(AIM): Copy everything from the start of the records down to the line containing "[[[264,322],[264,326],[274,326],[277,325],[277,313],[266,322]]]", swapping "black shoe" for "dark boot" and leaving everything else unchanged.

(DATASET EXCERPTS):
────────────────────

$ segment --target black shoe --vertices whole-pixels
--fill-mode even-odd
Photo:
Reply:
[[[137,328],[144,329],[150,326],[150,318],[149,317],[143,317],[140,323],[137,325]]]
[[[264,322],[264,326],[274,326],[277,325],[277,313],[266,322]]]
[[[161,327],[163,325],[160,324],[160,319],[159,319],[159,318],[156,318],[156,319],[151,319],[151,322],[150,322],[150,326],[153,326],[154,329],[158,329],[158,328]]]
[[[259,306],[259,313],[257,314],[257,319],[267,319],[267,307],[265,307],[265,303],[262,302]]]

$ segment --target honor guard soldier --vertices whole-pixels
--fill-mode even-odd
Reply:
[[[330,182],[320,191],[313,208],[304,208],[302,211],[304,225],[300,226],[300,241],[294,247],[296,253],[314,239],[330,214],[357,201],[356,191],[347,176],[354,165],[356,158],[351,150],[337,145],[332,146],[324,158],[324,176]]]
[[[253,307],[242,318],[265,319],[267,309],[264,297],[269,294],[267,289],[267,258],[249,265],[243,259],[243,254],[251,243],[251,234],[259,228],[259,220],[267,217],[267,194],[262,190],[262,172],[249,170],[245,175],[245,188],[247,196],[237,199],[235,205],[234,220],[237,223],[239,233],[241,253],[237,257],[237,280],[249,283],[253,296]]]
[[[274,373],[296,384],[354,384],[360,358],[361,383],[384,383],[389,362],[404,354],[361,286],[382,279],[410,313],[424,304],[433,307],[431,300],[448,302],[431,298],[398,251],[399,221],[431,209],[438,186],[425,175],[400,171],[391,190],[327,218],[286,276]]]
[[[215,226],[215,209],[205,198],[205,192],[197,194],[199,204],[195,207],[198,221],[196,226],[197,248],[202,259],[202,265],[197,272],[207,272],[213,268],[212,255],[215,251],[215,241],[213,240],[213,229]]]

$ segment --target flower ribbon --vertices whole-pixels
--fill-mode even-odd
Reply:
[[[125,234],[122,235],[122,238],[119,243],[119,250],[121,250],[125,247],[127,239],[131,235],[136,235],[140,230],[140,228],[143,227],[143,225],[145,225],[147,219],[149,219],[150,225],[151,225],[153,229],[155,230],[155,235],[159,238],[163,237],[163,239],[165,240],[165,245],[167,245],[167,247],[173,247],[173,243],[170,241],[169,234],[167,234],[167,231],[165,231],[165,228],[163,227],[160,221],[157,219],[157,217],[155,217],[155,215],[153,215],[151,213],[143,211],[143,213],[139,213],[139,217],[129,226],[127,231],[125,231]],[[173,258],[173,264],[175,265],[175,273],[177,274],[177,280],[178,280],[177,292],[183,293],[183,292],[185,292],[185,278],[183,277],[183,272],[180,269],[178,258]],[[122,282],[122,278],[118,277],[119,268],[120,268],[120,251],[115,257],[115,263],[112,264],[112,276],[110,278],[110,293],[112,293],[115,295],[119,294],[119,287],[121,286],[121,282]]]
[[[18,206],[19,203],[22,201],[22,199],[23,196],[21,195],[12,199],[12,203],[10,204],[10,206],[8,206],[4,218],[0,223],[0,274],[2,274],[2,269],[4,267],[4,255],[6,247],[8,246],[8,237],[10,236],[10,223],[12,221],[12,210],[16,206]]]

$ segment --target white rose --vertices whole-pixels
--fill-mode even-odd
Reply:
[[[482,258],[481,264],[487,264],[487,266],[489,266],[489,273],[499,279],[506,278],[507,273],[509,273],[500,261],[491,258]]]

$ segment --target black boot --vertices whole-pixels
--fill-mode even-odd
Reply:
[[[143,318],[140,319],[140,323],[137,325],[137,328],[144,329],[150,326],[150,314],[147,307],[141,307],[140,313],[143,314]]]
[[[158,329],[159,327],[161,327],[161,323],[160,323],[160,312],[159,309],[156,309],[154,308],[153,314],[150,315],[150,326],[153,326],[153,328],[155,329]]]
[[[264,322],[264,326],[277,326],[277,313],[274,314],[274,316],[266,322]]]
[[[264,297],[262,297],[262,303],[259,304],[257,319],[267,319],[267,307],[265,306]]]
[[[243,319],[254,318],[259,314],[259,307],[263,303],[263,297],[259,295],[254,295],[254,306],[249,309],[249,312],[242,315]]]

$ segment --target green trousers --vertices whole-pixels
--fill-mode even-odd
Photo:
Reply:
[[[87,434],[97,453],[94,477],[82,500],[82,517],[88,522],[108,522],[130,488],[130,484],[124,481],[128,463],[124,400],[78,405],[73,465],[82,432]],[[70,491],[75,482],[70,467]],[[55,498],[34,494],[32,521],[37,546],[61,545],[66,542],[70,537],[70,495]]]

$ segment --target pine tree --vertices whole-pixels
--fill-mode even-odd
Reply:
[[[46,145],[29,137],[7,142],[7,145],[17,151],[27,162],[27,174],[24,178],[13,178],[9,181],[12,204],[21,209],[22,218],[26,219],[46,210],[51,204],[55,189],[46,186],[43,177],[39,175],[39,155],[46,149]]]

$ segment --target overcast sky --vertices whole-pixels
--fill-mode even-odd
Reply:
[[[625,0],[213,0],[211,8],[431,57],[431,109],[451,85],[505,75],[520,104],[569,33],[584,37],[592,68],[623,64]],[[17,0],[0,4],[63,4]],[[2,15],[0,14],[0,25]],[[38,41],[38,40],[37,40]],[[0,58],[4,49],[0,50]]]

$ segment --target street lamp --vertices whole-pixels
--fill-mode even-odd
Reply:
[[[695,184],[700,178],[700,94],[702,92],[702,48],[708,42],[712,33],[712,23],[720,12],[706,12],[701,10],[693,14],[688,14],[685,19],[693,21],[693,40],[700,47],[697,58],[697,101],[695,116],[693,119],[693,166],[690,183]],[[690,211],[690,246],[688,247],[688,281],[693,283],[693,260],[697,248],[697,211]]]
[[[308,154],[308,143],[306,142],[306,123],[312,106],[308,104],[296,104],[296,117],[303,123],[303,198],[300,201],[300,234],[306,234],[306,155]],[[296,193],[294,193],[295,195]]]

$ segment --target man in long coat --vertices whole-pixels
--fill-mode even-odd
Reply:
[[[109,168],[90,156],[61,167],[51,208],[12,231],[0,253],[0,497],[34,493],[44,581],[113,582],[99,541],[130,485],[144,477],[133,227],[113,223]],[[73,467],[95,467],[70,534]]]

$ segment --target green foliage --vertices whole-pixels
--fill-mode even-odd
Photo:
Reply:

────────────────────

(ANSWER TO THIS PROBLEM):
$ segment --target dark boot --vertices whole-pixels
--fill-mode even-odd
Photo:
Reply:
[[[137,328],[144,329],[150,326],[150,318],[149,317],[143,317],[140,323],[137,325]]]
[[[264,322],[264,326],[274,326],[277,325],[277,313],[266,322]]]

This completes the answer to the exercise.